**What the task asks:** Show each line of the material below that contains the word "Dataset", treating uppercase and lowercase as different.

— Start —

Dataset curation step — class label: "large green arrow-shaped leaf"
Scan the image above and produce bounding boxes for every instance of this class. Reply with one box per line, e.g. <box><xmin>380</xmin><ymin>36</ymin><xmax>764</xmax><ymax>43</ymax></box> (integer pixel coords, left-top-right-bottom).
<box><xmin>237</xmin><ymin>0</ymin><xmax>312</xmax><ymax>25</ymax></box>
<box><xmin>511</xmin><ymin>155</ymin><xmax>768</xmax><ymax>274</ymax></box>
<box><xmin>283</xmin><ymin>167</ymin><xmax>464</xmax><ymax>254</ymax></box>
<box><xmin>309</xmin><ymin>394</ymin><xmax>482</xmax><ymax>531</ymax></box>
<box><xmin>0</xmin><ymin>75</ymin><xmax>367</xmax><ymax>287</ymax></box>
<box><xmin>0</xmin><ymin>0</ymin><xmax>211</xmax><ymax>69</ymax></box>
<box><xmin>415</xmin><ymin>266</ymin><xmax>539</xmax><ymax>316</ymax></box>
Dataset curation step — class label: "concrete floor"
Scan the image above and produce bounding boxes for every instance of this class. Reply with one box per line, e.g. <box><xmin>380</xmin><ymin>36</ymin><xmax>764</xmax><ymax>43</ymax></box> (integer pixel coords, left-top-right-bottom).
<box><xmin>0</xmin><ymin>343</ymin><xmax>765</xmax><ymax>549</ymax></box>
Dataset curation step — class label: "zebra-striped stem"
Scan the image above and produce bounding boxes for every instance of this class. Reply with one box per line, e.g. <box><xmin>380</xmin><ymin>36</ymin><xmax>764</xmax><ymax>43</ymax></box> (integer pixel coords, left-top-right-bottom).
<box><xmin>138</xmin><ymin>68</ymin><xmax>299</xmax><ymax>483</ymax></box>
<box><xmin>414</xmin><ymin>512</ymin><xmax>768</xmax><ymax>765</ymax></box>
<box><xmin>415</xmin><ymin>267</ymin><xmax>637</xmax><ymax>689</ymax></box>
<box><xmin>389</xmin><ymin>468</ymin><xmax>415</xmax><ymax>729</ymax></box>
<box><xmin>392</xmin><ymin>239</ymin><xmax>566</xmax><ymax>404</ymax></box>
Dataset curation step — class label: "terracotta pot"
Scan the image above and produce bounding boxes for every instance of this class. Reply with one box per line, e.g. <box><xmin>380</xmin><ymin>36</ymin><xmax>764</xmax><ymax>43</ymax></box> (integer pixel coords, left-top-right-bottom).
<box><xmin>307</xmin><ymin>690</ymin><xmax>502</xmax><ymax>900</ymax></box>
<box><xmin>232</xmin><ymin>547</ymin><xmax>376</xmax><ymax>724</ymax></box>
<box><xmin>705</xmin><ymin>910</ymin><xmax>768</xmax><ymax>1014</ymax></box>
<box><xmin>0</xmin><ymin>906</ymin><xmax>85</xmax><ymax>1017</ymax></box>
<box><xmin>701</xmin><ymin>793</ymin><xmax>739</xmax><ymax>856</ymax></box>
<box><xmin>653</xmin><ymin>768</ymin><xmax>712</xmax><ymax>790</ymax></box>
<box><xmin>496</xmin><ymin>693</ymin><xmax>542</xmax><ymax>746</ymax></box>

— End —

**Expected output:**
Dataset curation step — class label: "large green arrow-shaped leaf"
Dataset curation step — class label: "concrete floor"
Dataset curation step — class label: "zebra-striped stem"
Dataset curation step — class label: "terracotta pot"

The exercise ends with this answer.